*** INPUT MATERIAL Section Begins ***
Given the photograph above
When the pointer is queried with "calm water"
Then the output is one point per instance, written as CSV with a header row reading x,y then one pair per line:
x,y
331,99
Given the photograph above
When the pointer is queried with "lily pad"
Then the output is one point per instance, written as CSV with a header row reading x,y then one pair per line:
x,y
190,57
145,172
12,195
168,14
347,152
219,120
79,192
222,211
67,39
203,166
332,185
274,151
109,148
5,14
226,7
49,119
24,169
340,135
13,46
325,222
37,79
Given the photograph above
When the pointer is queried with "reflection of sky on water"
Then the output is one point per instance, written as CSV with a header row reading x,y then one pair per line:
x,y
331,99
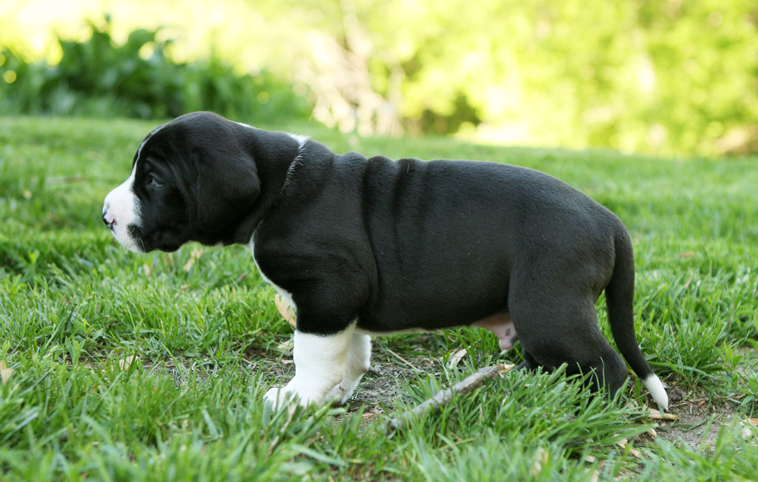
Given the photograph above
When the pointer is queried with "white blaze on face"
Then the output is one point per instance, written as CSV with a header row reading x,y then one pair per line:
x,y
123,210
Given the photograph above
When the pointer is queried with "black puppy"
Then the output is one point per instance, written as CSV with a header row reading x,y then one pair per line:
x,y
363,247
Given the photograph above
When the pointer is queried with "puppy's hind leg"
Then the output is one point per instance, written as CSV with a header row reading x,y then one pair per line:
x,y
358,360
560,326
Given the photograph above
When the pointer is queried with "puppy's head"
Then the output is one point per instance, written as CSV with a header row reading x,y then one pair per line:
x,y
192,180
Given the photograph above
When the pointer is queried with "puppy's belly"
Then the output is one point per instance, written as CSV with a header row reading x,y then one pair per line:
x,y
501,325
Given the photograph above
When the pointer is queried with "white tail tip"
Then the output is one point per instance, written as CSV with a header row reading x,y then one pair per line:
x,y
655,387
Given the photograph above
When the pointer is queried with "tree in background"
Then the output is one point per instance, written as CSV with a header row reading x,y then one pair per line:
x,y
660,76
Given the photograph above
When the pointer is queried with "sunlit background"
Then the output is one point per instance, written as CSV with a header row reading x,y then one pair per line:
x,y
663,77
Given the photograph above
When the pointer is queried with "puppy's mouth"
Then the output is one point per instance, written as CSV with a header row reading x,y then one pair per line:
x,y
134,233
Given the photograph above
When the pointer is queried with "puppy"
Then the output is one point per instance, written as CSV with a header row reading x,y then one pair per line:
x,y
369,246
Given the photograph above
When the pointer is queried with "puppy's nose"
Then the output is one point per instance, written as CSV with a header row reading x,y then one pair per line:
x,y
108,220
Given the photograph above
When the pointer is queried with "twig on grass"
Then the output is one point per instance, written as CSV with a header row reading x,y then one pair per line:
x,y
469,384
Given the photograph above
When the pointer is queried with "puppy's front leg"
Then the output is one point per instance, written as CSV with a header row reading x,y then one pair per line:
x,y
358,361
319,366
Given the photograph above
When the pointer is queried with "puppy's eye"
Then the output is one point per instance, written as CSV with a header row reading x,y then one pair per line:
x,y
154,181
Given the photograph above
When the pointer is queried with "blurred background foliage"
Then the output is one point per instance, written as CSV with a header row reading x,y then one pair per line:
x,y
670,77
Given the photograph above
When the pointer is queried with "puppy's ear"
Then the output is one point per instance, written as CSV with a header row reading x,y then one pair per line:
x,y
227,186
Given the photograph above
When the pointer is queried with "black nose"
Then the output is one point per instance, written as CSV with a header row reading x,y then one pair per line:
x,y
108,223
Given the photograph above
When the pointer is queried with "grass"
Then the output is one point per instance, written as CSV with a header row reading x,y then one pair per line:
x,y
153,367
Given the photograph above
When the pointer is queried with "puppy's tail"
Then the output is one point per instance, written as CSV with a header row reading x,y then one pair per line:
x,y
619,295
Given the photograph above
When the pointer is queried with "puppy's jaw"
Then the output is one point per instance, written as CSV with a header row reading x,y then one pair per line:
x,y
122,206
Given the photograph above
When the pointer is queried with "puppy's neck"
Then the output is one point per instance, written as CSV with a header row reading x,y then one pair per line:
x,y
275,154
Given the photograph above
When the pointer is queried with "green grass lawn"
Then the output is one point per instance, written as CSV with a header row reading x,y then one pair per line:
x,y
128,367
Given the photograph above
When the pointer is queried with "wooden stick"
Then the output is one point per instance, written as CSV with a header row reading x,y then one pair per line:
x,y
469,384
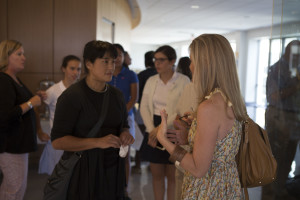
*** INPUT MATERIAL Section Ends ***
TASK PROMPT
Which lines above include the string "tail"? Show them.

FINAL ANSWER
When the pointer is queried with "white tail tip"
When the pointer is queried with "puppy's tail"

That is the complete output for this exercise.